▶ [Questions]:
**a)** Answer these questions from the article on the girls' ice hockey federation, one per line, marking each answer the same way:
(i) In what year did the first puck drop in the league?
(ii) How long did meetings and planning take before that first puck dropped?
(iii) What position did Dr. James Rusin hold at the time?
**b)** Resume the article on the girls' ice hockey federation, picking up after its final sentence.

▶ [Source document]:
The Western New York Girl’s Varsity Ice Hockey Federation are in their 14th year of existence. One individual who has been a part of the girl’s ice hockey federation for the entire time has been Rick Hopkins, head coach of the Williamsville Girls Varsity Ice Hockey Team.

Actually, Hopkins was a part of the creation of the league long before the official first official faceoff took place in 2010. Hopkins was actually a part of the league when it was nothing more than an idea.

“It’s not hard to believe that the league is still thriving, which I knew it would be from day one,” stated Hopkins,” chairman of the WNYGVIHF. “But it is amazing that almost a decade and one-half has passed since the puck first dropped in 2010.

“It’s gone by so quickly.”

In reality, the WNYGVIHF took almost five years of meetings and planning before that first puck dropped.

“It was thanks to the efforts of the late Dr. James Rusin (then the Director of Athletics for the Williamsville School District), who really got the ball rolling,” remembered Hopkins. “I had been coaching girls travel hockey with my daughter and had travelled to Ithaca and saw their girls program.

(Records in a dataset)
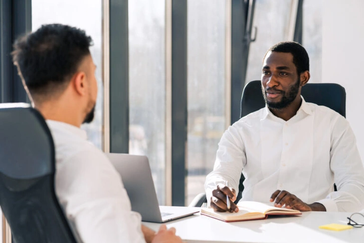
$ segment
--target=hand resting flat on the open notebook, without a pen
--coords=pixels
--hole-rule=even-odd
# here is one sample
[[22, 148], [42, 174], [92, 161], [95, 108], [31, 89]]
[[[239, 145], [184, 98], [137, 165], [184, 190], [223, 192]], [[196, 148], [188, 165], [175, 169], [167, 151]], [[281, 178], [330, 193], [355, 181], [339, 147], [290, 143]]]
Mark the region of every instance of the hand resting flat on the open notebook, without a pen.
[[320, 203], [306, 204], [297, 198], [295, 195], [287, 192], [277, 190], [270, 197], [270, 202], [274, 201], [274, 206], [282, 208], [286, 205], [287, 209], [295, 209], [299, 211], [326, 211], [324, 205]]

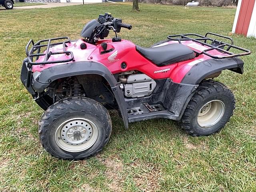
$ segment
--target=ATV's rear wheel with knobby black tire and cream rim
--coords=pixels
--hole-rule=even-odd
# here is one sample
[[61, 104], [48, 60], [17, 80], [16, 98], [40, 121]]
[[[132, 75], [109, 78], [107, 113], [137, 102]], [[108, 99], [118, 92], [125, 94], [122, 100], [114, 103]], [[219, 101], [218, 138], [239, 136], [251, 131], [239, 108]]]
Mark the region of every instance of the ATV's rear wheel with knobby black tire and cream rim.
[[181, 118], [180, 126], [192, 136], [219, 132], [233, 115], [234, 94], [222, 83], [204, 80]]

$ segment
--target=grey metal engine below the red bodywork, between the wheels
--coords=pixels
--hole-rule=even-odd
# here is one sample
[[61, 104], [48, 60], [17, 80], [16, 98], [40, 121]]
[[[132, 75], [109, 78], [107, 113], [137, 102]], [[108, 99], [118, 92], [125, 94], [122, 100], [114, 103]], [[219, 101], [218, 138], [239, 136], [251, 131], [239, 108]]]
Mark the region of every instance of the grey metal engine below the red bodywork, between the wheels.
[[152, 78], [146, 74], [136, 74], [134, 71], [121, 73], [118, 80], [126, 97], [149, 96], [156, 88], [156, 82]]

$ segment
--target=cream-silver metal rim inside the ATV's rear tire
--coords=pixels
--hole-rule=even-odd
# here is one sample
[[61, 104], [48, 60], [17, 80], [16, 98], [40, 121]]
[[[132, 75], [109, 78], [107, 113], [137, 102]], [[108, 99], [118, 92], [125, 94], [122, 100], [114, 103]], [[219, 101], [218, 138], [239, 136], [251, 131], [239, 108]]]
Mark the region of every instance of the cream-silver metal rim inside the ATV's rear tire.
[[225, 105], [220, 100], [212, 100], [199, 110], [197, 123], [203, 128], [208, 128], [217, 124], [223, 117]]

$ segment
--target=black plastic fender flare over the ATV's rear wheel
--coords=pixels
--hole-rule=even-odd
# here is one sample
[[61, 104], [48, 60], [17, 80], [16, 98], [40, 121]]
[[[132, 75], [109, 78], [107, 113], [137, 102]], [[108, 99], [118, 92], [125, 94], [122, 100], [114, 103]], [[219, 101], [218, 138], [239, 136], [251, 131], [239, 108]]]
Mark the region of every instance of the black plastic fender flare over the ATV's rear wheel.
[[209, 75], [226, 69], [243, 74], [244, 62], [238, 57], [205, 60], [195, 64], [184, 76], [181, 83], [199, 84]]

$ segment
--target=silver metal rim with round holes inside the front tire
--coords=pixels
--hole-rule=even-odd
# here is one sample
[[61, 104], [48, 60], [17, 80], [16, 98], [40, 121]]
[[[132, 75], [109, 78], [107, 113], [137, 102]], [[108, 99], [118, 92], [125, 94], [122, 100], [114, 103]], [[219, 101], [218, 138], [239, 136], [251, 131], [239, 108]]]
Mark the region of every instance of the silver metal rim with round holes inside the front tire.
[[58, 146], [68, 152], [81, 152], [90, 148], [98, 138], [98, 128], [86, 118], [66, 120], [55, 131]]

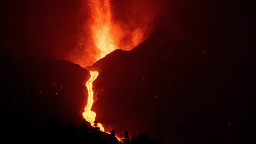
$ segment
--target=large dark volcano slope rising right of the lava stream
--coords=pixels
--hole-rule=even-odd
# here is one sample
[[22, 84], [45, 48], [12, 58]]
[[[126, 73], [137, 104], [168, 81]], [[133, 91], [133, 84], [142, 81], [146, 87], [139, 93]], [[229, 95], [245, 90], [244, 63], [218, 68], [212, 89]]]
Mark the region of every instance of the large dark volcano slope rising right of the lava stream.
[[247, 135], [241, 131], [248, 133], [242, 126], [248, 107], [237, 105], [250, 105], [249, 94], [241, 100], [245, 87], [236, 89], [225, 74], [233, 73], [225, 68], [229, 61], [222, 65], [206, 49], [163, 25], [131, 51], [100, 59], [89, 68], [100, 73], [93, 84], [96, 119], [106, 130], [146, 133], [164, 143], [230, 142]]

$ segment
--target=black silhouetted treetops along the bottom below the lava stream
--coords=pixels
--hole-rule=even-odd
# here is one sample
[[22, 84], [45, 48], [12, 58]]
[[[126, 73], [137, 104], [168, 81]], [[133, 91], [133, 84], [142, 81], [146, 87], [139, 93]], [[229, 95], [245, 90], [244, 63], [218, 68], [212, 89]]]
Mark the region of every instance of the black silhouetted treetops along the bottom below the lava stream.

▶ [Task-by-task outputs]:
**a)**
(i) 2010
(ii) Almost five years
(iii) Director of Athletics for the Williamsville School District

**b)**
“I got inspired by seeing that and came back to Dr. Rosin with the idea.”

It was Dr. Rusin, along with Hopkins, who was a Williamsville Physical Education instructor at the time, who organized a group of volunteer parents to get the process started.

“That was nearly five years before the league began play,” continued Hopkins. “There were many organizational meetings with interested parents from other school districts.

“But we stayed with it. Dr. Rusin got all the signatures on all the documents that were needed and I remember the day he called me and simply said, ‘It’s a go.’

“That’s when I knew it was. We had a couple of false starts a year before we actually began and even two years before.”

Hopkins also remembered that first official game.

20-21 Champs Capts with Coach Rick Hopkins

“That arena we played in that day was pretty close to being packed when Williamsville played Monsignor Martin in that very first game. The enthusiasm that carried over from that five-year push was there.

“Unfortunately there were some who helped the cause who didn’t reap the benefits. There were girls who never got the chance to play in a league game that had graduated and there were parents of those girls who had helped the cause.

“But I knew that with five years of momentum, the league was going to carry through and happen.”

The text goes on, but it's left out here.